• [GOAL]
Write out all the records below word for word, leaving the pictures out.
─── EXERCISE MATERIAL
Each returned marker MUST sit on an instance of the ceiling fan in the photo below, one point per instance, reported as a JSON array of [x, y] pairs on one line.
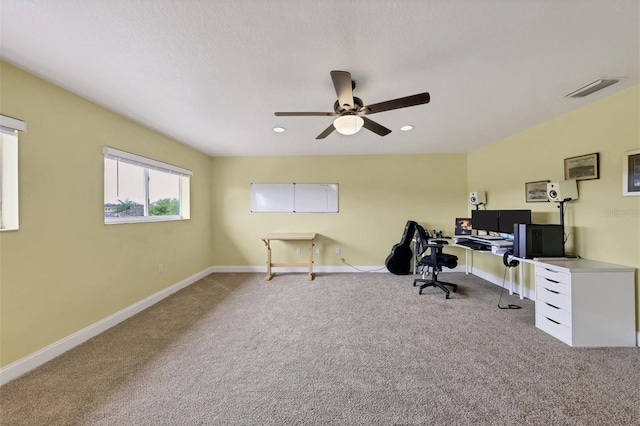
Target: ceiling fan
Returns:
[[351, 111]]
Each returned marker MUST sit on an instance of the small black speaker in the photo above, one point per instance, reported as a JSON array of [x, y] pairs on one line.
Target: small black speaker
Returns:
[[509, 263]]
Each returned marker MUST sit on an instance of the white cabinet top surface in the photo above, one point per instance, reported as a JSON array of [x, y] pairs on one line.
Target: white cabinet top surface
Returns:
[[583, 265]]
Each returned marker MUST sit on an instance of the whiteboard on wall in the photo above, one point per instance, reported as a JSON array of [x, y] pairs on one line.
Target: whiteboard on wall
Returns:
[[294, 197]]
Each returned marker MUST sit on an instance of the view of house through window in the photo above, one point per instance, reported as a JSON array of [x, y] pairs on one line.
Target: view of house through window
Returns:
[[140, 189]]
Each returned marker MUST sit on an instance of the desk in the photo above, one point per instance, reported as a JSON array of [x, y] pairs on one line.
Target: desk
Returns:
[[288, 237], [468, 257]]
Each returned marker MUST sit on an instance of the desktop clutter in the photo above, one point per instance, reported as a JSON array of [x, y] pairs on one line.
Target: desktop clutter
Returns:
[[509, 233]]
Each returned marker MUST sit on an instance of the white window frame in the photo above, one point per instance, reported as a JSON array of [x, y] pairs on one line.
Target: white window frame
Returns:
[[149, 164], [9, 212]]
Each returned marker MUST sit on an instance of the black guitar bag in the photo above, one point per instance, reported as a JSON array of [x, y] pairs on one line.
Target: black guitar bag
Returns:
[[399, 261]]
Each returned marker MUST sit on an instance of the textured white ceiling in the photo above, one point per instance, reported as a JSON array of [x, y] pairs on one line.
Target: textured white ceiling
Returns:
[[212, 73]]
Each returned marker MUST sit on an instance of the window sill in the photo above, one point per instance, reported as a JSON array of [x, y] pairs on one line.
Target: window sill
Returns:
[[118, 221]]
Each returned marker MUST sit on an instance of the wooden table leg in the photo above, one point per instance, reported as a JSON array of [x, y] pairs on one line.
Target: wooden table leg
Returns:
[[269, 274], [310, 277]]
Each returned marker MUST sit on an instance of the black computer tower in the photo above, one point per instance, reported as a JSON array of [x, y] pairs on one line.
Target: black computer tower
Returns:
[[538, 240]]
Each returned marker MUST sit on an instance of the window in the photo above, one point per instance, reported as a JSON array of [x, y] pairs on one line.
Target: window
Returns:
[[9, 128], [139, 189]]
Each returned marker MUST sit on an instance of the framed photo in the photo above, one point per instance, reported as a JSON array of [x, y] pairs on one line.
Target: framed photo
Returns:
[[536, 192], [631, 173], [583, 167]]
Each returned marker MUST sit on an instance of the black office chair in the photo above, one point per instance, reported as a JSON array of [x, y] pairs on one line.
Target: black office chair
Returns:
[[432, 262]]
──────
• [WORKED SOLUTION]
Each returned marker MUST sit on an instance of the ceiling fan in the photo below, one point per instance, reported as a JSON array of [x, y] pairs on one line.
Target: ceiling fan
Returns:
[[351, 111]]
Each returned marker MUST sit on an instance of the small black speaker in the photo above, one point per instance, reported as a JSON array of [x, y] pairs on one line.
Target: small black speaker
Returns:
[[509, 263]]
Each returned marker MUST sit on an instance of the white cabinet top surface in the photo above, one point per instance, reported as a JSON array of [x, y] pairs on one line.
Target: white cabinet top surface
Returns:
[[583, 265]]
Each returned marker MUST sit on an instance of the whiteboard on wall in the photo above, one point per instance, reported as a JSON array of [x, y] pairs on one line.
Target: whiteboard on wall
Returns:
[[294, 197]]
Each returned marker MUST sit on an instance of the view of house through window in the photo above, one point per instance, reported as a JSON array of [x, y] pairs on one line.
Target: view of house through window
Returns:
[[140, 189]]
Each returned marker MUST sit on an instance of the desk in the photo above, one point per instance, reported as a JSON array of [x, y] pairs on one line.
Target: desk
Returns:
[[288, 237], [468, 257]]
Each returned marker MUST sit on an instance of the desktop clutter in the photo above, one point per instance, reported as a JSON array of [x, y] pairs on one line.
Target: desktop clutter
Returns:
[[509, 233]]
Each returned marker MUST sit on an instance of the white window frame in the photo above, one point per instance, reported as a JSON array of [x, y] pairs on one line.
Target: white window frame
Returns:
[[149, 164], [9, 212]]
Each returned marker MUST sit on an instance of the black guitar bag in the photo above, one point per instance, reported as a JSON array of [x, y] pairs on one line.
Target: black guitar bag
Returns:
[[399, 261]]
Each returned marker MUST sit on an instance of the textured white ceiling in the photo above, one point per instance, reported as a JSON array of [x, y] pairs on one line.
Target: textured white ceiling
Returns:
[[212, 73]]
Each returned marker MUST sit on an instance of the window sill in the photo above, one point per instance, reported as a JSON array of [x, y] pairs on one line.
Target: window sill
Returns:
[[118, 221]]
Each returned marker MUST sit on an instance of the wooden table leg in the photo above, one point per instance, reported as a JSON array of [x, y] pairs on one line.
Target: wooden table leg
Returns:
[[269, 274], [310, 277]]
Each returned marker MUST sit on an instance of the black computer tower in the photo above, one point per instance, reported as a JSON array of [x, y] pairs on one line.
Target: black computer tower
Returns:
[[538, 240]]
Each returned marker MUST sit on an instance of the window in the photo above, one point per instance, reported as a JSON array of [x, y] pairs on one line.
Target: window
Returns:
[[9, 128], [139, 189]]
Each returned marker MUST sit on an instance of the framed photo in the photo above, one point per instance, reported as a JSON array of [x, y] pairs on one line.
Target: framed photo
Returns:
[[536, 192], [631, 173], [583, 167]]
Each returned marker MUST sit on an instance of the black office chair in the photo above, one point per instance, reported as a JSON array of [x, y] pairs on one line.
Target: black office chair
Returns:
[[432, 262]]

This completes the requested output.